# Destin Bridge



## Yeahbuddy (Jan 3, 2010)

seen a couple Sheeps and Reds caught today around 12:30 pm...Cant find live Shirmp anywhere around Destin, anybody know of a spot to get em?


----------



## Trucki-n-ihsiF (Mar 23, 2008)

Half Hitch tackle shop in Destin (850-837-3121),Brooks Bridge bait shop near Okaloosa island (850.243.5721) and if not there try the Texaco gas station off Racetrack Rd. in Ft.Walton Beach (850-862-8713).

Were they catching them under the bridge or off the top off the bridge??? I ain't doing squat today so I might head out there and give it a try I was heading to Bob Sikes but Destin is a lot lot lot closer indeed,just sucks catching a big red off the top cause its a long ways up to net them.


----------



## Trucki-n-ihsiF (Mar 23, 2008)

****UPDATE*****

Half Hitch is out,Brooks Bridge is out,Texaco off Racetrack is out.DAMN! Looks like I'm going to Bob Sikes after all lol.


----------



## jamessig (Oct 3, 2007)

There is a place on the Destin harbor that sells live shrimp near AJ's, don't know if they have any on hand though.

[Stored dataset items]
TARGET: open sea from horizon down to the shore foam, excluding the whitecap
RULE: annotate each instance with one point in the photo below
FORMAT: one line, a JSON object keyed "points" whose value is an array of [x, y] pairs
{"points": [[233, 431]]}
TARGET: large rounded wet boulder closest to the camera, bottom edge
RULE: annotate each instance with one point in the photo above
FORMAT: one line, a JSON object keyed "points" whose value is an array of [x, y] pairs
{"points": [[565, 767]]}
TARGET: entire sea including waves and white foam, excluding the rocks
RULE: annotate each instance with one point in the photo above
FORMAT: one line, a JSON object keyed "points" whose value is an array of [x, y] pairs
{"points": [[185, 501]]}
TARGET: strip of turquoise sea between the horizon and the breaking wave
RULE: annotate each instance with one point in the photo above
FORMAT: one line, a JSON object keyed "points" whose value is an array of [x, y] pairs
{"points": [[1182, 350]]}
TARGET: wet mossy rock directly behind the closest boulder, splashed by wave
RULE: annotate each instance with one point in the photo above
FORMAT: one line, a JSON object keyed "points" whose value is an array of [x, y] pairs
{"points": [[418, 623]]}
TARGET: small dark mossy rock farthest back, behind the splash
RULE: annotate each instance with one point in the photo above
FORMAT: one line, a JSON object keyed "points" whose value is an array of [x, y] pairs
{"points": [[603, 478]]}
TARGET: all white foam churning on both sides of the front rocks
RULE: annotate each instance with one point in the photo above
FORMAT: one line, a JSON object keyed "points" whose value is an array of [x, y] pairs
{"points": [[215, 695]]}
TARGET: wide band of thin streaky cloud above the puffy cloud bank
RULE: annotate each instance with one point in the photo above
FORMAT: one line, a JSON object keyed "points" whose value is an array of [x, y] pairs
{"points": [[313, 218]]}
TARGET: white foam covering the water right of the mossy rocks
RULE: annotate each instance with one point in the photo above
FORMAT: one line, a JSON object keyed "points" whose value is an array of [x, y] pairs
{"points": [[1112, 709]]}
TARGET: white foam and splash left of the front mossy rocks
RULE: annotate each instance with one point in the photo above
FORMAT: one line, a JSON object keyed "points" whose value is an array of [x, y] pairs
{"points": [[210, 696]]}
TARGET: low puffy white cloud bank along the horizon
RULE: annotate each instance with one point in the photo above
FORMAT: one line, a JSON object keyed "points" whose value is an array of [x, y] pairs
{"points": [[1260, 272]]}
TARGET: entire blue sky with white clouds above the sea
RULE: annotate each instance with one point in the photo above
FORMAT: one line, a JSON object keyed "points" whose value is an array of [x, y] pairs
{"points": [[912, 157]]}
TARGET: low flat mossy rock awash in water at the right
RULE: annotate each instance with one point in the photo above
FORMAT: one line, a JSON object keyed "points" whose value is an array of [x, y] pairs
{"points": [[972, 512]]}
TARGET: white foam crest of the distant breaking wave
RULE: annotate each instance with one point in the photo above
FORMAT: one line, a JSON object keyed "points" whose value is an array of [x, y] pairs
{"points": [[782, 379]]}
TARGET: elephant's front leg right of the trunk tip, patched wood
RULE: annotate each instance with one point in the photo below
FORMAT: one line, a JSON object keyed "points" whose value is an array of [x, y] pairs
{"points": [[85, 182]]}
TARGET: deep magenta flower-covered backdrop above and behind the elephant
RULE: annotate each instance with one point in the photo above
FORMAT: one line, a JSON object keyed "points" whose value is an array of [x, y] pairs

__ABOUT THIS TASK__.
Pick up the Destin Bridge fishing thread after its final post and write what comes next.

__WRITTEN REPLY__.
----------



## Yeahbuddy (Jan 3, 2010)

Nothing liveat Half Hitch or the shop by harborwalk for a couple weeks. Tried Fresh dead a couple times from Destin Ice house but wasting time without anything live.. they were catching em all the way up top..never much fun from the bridge for me though, traffic racing by and a 40ft haul up if you catch anything takes a little of the fun outta it for me


----------



## DukeDevil91 (Oct 18, 2007)

Use fresh dead shrimp from sextons for Reds and fiddler crabs for sheepshead. You will end up spending about the same amount of moeny as you would for live shrimp and get more results!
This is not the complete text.